**QUOTED TEXT**
· · · · · · ·
# Google competes with Second Life



## TechGuy (Feb 12, 1999)

Google just released their version of the waste of time known as online virtual reality. Check it out at http://www.lively.com/


----------



## Jason (Jan 1, 2008)

I guess you beat me to it hehe. Anyway, here's what I posted. BTW, I'm currently in the Google Room, feel free to join me. 

Out of the blue, Google has announced a new 3D virtual world called 'Google Lively'. The world is similar to Second Life, or the upcoming 'Home' for PS3.

Users can create their own 3D "rooms," and deck them out with furniture and other accoutrements, in addition to being able to add themed music to complete your personalized virtual space in Google Lively. Users will be able to visit others' rooms, leave items for other Google Lively netizens as well as being able to stream photos and video.

"Based on feedback from ASU [Arizona State University] students and with help from the Google Desktop team, we added support for playing YouTube videos in virtual TVs and showing photos in virtual picture frames inside our rooms. Better yet, the gadgets you have in your Lively rooms can also run on your desktop."
- Niniane Wang, engineering manager.

A few other differences from Second Life: Lively doesn't have money. It's designed to be easier to use, with a drag-and-drop interface. And it's not programmable, at least yet, so you can only select furniture, clothes, hairstyles, and such from the prefabricated catalog Google supplies.

As of now, Google Lively only runs on PC's running Windows XP or Windows Vista, with a special browser plugin that uses Emergent's Gamebryo engine.

Niniane Wang also added that upcoming support for Mac OS X is a high priority.

Source: TechRadar

View: Google Lively

Video: YouTube - Lively by Google


----------



## ferrija1 (Apr 11, 2006)

I say it goes nowhere.


----------



## MikeScott (Aug 29, 2007)

Pretty wild. I wonder if it'll get all of the hype that Second Life did, with all of the companies running to set up footprints in it.
(I hope not)


----------



## jp1203 (Jul 21, 2005)

TechGuy said:


> Google just released their version of the waste of time known as online virtual reality. Check it out at http://www.lively.com/


I gotta agree...waste of time 

For some people, fine, but for me I really see no point in it. Heck, I'm probably just about the only person my age who doesn't have a MySpace account, even my mother does. I just don't really care about all that.


----------



## TechGuy (Feb 12, 1999)

Google fends off pornographic Lively rooms


----------



## new tech guy (Mar 27, 2006)

Ugh, yet another way for perverts to get their action.... They should realize any time somthing like this is created, unless they have constant moderation this kind of stuff is going to go up. Fortunately i dont think the program offers anything too risque so they really can only tag them with names.


----------



## MikeScott (Aug 29, 2007)

I've never gotten into second life, but I've heard there is a lot of adult stuff going on there, prostitutes, etc. I wonder if Google will have better luck dealing with that.
· · · · · · ·
**RECORDED DATA**
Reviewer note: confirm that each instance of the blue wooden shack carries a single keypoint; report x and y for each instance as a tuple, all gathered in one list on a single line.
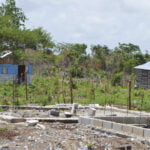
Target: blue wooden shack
[(10, 71)]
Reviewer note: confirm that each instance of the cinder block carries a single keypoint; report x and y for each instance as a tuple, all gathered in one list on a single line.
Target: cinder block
[(80, 120), (127, 129), (97, 122), (146, 133), (117, 126), (107, 124), (86, 121), (138, 131)]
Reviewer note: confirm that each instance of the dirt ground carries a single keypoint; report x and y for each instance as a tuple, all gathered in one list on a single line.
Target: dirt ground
[(60, 136)]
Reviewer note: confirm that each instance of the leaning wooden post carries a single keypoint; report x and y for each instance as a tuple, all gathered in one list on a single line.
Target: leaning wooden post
[(26, 84), (71, 88), (129, 98)]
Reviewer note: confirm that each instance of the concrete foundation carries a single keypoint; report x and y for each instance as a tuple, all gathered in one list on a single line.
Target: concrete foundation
[(124, 129)]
· · · · · · ·
**DIRECTIONS**
(A) Quote the stretch of the forum thread from "## new tech" through "dealing with that.".
(B) Print all of the records line for line, without changing anything, but leave the pictures out.
The forum thread and the records are unrelated to each other.

**LIST OF SOLUTIONS**
(A)
## new tech guy (Mar 27, 2006)

Ugh, yet another way for perverts to get their action.... They should realize any time somthing like this is created, unless they have constant moderation this kind of stuff is going to go up. Fortunately i dont think the program offers anything too risque so they really can only tag them with names.


----------



## MikeScott (Aug 29, 2007)

I've never gotten into second life, but I've heard there is a lot of adult stuff going on there, prostitutes, etc. I wonder if Google will have better luck dealing with that.

(B)
Reviewer note: confirm that each instance of the blue wooden shack carries a single keypoint; report x and y for each instance as a tuple, all gathered in one list on a single line.
Target: blue wooden shack
[(10, 71)]
Reviewer note: confirm that each instance of the cinder block carries a single keypoint; report x and y for each instance as a tuple, all gathered in one list on a single line.
Target: cinder block
[(80, 120), (127, 129), (97, 122), (146, 133), (117, 126), (107, 124), (86, 121), (138, 131)]
Reviewer note: confirm that each instance of the dirt ground carries a single keypoint; report x and y for each instance as a tuple, all gathered in one list on a single line.
Target: dirt ground
[(60, 136)]
Reviewer note: confirm that each instance of the leaning wooden post carries a single keypoint; report x and y for each instance as a tuple, all gathered in one list on a single line.
Target: leaning wooden post
[(26, 84), (71, 88), (129, 98)]
Reviewer note: confirm that each instance of the concrete foundation carries a single keypoint; report x and y for each instance as a tuple, all gathered in one list on a single line.
Target: concrete foundation
[(124, 129)]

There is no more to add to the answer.